── Source extract ──
Operational expenses had declined to $4.1m from $10.4m and administration costs fell to $3.4m from $3.9m, largely due to savings on labour expenses.
He said the EBITDA result was a significant improvement on the negative report from the end of last financial year due to improved utilisation of its largest vessels.
However, the Ocean Shearer did not complete a voyage in July or August, which weighed on the company's results.
"Importantly, the back to back chartering of all of Wellard's vessels throughout Q2 looks likely to continue in Q3, albeit with the MV Ocean Swagman undertaking its periodical dry dock for about six weeks," Mr Kepec said.
"The $US53m sale of the MV Ocean Shearer, scheduled to close before the end of March 2020, will complete our balance sheet restructure."
Recovering from debt
Combined with the earlier sale of the MV Ocean Swagman, Wellard's monthly interest payments were shrinking from $US500,000 in July 2019 to an expected $US100,000 after April 2020.
That would translate into a much-improved earnings to profit ratio next half.
As part of Wellard's assault on debt $16m in notes were redeemed in cash during the past six months and a further $6.5m will be repaid to the noteholders in the next two months.
───
What this task involves –
Repeat the stretch of the Wellard earnings report from "He said the" through "the company's results." word for word. The rows have no part in any of this work.
── Provided data ──
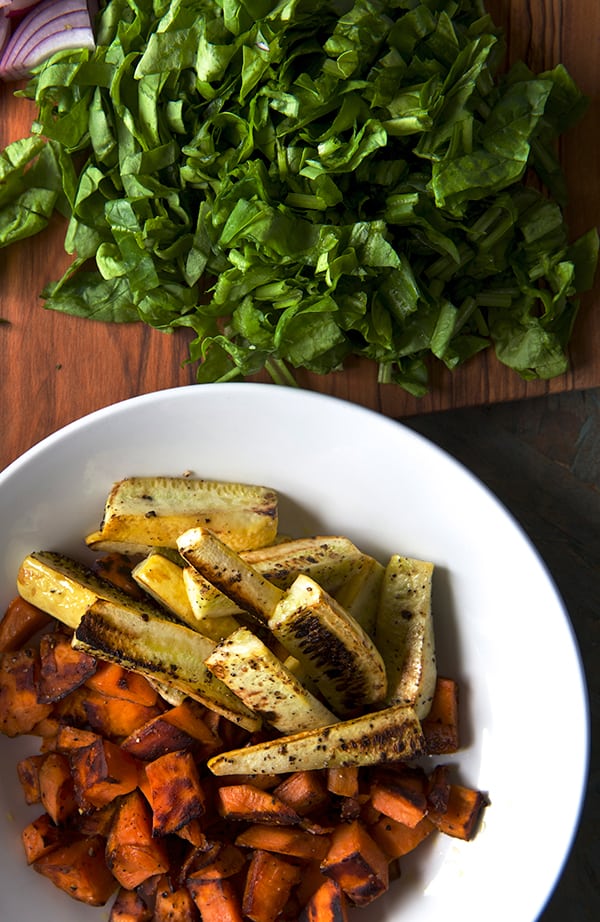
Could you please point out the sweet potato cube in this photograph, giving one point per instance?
───
── Provided data ──
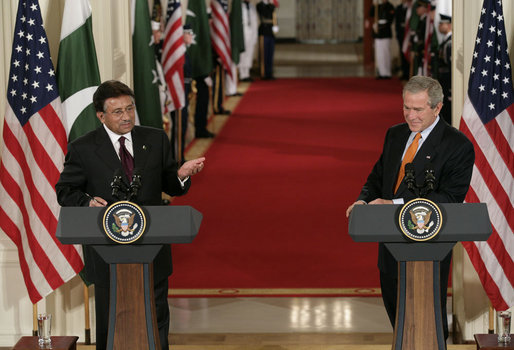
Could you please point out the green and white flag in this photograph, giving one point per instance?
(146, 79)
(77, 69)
───
Answer for the task –
He said the EBITDA result was a significant improvement on the negative report from the end of last financial year due to improved utilisation of its largest vessels.
However, the Ocean Shearer did not complete a voyage in July or August, which weighed on the company's results.